** start **
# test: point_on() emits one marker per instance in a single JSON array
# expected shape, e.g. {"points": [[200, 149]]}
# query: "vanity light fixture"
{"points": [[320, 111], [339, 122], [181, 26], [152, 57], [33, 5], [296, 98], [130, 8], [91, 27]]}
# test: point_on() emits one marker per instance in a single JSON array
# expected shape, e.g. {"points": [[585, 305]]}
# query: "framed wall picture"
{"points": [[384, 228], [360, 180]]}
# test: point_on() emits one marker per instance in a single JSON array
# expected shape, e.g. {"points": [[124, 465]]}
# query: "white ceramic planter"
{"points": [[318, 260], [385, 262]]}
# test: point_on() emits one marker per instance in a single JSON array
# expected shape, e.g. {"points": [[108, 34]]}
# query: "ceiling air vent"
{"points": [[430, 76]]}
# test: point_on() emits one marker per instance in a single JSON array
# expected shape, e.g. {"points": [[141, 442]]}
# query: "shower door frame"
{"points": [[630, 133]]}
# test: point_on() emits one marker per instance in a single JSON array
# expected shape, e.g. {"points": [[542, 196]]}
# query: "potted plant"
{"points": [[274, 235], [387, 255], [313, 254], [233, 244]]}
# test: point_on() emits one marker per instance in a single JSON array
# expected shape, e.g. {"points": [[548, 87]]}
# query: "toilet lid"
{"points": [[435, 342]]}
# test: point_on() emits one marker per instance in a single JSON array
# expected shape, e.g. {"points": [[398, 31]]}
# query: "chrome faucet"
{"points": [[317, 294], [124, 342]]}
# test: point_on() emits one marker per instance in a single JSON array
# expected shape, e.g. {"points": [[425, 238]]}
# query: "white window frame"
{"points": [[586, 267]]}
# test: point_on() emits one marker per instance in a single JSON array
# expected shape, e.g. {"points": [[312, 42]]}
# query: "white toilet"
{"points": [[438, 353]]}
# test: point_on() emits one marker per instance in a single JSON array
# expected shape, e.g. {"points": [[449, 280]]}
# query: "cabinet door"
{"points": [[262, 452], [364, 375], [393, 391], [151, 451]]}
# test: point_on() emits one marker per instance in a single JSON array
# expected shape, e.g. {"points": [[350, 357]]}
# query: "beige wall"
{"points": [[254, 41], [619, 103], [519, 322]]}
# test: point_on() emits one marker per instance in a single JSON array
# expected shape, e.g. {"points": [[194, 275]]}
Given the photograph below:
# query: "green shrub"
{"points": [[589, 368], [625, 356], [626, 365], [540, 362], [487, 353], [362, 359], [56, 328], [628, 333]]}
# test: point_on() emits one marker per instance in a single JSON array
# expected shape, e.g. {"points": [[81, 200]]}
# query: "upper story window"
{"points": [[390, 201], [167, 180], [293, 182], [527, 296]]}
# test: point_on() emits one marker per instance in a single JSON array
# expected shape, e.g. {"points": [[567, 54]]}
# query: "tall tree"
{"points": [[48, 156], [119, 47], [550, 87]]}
** end **
What this task involves: How many lines in the entries above contain the string "wall"? Case counts. Reply with the number alone.

Correct response: 2